## What the task asks:
How many lines in the items below contain the string "sleeve"? Reply with the number alone.

## Available data:
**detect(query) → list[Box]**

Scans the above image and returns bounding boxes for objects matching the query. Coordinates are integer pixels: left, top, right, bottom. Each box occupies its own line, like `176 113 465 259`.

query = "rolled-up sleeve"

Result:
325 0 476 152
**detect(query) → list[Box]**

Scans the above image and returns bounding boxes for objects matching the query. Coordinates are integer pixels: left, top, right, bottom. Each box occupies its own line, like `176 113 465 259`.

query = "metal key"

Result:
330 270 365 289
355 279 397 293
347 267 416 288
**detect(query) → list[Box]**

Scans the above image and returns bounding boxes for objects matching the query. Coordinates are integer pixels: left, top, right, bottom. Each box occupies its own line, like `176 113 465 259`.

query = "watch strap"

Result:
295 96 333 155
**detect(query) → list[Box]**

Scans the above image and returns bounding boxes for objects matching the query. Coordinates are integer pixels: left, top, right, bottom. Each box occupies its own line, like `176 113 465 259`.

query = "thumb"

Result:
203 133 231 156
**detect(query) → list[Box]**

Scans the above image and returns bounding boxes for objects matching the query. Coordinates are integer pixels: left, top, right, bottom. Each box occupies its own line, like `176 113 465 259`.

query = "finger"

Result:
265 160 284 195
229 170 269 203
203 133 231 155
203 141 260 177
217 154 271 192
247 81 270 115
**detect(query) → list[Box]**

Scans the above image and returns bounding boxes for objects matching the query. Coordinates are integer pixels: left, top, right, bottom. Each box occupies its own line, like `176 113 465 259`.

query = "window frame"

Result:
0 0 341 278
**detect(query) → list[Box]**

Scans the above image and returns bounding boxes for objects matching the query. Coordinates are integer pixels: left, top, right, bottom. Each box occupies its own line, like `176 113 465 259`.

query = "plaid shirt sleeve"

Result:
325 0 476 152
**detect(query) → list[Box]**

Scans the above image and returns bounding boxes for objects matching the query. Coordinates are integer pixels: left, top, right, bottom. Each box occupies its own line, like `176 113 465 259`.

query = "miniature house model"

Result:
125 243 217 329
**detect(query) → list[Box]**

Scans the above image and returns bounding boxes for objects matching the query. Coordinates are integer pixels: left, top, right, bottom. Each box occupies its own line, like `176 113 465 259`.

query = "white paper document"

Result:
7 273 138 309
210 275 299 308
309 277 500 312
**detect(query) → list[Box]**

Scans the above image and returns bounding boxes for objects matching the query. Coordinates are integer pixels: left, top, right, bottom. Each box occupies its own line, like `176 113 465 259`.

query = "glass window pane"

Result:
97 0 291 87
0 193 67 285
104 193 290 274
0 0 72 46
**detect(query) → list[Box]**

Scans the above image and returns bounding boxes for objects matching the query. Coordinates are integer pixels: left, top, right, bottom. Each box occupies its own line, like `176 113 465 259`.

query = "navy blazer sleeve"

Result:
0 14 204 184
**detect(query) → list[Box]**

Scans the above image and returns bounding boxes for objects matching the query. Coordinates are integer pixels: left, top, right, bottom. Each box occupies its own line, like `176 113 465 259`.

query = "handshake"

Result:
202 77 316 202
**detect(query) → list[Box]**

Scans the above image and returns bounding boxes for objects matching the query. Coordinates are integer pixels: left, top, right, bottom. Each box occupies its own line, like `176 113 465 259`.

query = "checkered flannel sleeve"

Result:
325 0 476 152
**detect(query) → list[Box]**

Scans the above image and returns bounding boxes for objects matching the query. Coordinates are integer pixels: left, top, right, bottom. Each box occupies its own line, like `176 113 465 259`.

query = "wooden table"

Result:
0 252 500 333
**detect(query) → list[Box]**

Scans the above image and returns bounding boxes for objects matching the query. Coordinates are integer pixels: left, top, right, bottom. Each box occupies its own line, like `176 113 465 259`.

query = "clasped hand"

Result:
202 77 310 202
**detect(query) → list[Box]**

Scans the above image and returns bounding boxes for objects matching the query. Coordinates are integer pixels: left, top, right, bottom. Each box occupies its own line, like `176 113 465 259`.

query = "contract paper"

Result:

## Result of the exercise:
4